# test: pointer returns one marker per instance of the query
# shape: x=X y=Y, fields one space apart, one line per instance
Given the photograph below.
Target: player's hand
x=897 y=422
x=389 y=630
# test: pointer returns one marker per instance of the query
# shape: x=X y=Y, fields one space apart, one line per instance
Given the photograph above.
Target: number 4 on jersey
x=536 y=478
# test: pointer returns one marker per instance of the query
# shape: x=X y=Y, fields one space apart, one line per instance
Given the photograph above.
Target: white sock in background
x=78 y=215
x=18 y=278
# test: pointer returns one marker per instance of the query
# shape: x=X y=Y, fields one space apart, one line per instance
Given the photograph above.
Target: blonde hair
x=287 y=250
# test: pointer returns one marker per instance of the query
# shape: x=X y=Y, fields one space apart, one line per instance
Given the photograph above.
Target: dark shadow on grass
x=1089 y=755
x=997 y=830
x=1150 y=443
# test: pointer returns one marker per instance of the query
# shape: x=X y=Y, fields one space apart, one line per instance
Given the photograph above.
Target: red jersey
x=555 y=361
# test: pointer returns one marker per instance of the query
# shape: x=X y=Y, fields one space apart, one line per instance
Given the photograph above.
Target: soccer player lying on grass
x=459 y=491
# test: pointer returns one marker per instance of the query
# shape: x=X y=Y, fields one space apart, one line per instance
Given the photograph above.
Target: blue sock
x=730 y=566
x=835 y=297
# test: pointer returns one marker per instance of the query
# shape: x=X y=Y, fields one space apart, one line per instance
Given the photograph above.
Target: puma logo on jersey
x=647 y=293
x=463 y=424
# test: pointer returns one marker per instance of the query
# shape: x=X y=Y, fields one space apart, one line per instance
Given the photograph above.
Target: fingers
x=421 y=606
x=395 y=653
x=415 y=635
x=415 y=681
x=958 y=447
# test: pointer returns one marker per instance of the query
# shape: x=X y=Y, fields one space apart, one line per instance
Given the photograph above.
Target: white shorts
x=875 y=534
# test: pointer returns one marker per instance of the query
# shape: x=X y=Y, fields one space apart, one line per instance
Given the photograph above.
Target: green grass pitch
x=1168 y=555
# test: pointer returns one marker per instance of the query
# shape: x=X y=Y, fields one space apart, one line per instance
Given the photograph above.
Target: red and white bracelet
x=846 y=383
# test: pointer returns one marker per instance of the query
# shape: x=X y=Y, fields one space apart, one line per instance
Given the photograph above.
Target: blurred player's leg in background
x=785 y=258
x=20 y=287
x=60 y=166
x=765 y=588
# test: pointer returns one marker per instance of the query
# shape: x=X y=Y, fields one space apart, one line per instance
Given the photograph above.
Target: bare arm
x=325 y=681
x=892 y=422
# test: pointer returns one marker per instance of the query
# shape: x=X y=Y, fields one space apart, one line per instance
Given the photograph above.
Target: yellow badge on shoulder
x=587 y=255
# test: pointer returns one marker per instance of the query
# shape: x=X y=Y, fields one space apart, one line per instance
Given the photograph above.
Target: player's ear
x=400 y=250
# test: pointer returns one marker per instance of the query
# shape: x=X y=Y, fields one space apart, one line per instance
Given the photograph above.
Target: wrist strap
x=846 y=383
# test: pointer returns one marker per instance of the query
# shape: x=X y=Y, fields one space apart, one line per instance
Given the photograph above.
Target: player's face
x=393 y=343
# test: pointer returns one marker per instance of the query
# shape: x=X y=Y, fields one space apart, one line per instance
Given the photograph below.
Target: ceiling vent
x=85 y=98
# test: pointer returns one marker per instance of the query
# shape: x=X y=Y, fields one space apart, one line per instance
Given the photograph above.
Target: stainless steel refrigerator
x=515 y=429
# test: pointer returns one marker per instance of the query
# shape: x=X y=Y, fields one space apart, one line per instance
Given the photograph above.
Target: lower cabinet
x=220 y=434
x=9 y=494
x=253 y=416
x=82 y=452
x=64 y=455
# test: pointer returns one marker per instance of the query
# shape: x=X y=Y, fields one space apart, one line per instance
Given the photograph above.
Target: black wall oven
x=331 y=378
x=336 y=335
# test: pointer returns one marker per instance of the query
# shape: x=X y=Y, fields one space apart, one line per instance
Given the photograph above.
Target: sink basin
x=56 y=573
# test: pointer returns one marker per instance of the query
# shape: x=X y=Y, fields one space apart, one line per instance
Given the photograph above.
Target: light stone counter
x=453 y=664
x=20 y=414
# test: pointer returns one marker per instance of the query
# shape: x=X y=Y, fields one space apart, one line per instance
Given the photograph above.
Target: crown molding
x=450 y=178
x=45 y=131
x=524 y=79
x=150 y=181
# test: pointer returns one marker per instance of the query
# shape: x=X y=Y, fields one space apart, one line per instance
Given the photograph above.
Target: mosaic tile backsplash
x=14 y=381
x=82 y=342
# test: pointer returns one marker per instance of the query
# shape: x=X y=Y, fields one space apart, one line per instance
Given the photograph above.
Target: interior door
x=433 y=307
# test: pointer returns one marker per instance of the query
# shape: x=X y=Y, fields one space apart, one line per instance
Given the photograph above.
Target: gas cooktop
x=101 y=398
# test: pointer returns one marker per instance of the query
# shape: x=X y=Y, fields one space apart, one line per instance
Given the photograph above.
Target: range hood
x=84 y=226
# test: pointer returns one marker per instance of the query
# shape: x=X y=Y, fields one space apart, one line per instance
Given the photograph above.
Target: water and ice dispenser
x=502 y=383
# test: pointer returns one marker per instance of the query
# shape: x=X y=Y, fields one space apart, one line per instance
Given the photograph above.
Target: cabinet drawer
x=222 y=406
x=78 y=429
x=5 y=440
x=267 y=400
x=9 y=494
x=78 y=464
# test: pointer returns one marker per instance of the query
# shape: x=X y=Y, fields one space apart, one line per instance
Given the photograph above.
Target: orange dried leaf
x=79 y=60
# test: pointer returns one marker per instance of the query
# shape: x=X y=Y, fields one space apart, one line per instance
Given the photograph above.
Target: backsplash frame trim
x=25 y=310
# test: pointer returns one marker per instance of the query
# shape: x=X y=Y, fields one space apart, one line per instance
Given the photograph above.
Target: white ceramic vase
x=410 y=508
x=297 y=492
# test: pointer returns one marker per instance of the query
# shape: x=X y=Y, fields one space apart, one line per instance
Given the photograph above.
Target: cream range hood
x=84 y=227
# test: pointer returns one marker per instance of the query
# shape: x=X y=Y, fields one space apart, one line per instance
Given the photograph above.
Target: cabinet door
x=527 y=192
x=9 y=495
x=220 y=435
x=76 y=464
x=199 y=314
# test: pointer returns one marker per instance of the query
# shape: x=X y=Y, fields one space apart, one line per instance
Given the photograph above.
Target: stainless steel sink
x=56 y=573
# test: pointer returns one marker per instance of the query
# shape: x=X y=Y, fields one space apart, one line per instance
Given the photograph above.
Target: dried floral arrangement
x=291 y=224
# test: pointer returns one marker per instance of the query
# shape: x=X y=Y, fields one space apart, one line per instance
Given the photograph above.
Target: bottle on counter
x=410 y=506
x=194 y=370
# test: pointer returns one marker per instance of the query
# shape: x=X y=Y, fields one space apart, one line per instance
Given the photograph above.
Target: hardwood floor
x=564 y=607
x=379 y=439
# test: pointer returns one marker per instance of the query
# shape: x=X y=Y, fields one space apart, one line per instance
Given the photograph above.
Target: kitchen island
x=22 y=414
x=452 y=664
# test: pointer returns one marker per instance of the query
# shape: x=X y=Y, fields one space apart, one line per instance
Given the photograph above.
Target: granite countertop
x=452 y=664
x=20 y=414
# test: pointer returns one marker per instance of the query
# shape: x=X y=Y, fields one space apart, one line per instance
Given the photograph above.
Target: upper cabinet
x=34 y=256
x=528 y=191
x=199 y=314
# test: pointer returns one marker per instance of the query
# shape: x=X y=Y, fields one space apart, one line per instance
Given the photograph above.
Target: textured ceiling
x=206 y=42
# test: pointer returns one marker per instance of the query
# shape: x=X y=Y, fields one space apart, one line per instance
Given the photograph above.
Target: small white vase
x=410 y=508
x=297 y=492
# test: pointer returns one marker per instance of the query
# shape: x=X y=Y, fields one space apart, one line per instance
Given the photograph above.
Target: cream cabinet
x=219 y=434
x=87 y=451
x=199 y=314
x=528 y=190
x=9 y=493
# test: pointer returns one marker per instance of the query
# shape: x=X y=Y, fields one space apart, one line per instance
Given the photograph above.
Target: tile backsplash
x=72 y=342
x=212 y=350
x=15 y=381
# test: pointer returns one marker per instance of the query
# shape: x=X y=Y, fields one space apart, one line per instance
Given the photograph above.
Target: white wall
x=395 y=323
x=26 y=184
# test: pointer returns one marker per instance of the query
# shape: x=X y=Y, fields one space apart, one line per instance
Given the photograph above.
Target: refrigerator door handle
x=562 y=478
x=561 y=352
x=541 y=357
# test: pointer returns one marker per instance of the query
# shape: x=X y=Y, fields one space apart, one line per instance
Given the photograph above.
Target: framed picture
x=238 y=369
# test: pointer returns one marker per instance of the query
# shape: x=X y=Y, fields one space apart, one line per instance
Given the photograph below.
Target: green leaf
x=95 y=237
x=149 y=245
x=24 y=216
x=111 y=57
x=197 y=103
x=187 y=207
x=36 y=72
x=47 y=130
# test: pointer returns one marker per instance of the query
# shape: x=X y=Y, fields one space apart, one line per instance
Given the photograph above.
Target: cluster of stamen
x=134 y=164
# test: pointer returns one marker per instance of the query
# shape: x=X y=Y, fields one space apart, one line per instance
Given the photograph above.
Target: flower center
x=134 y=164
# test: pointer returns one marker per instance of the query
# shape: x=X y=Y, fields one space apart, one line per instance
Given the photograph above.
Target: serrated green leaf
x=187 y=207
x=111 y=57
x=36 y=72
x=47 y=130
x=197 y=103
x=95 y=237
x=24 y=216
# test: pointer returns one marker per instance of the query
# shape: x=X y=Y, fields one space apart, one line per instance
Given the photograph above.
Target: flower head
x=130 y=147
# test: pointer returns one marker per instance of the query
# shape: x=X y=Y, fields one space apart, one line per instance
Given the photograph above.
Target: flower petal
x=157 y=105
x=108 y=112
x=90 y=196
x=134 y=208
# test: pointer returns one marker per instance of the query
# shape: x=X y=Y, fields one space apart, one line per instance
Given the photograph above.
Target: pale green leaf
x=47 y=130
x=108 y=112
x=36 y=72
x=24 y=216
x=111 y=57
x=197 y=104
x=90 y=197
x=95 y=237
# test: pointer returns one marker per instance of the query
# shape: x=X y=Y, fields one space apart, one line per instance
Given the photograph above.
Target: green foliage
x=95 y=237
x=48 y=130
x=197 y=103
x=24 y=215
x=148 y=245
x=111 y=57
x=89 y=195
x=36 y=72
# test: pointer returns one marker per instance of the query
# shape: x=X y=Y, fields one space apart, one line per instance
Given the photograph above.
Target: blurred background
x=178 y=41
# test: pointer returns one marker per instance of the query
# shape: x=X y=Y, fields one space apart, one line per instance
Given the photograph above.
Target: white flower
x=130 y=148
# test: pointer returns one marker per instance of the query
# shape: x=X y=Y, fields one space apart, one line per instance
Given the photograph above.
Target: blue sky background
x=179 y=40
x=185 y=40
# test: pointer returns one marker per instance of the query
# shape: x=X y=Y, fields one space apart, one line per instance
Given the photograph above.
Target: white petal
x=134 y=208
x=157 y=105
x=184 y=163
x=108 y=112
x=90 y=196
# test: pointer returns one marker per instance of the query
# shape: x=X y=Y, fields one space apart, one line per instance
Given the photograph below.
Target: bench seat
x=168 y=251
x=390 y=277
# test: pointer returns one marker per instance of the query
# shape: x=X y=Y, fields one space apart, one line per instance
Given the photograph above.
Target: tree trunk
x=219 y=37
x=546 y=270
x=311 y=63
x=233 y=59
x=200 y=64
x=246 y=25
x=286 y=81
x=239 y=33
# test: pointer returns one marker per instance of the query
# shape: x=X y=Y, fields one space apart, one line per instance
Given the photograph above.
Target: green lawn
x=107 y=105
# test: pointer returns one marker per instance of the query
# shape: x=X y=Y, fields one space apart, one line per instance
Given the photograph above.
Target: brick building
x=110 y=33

----

Return every line of the data above that contains the string "green", treating uppercase and lowercase letters as different.

EXERCISE OUTPUT:
Target: green grass pitch
Target: green leaf
Target: serrated green leaf
Target: pale green leaf
Target: green foliage
Target: green lawn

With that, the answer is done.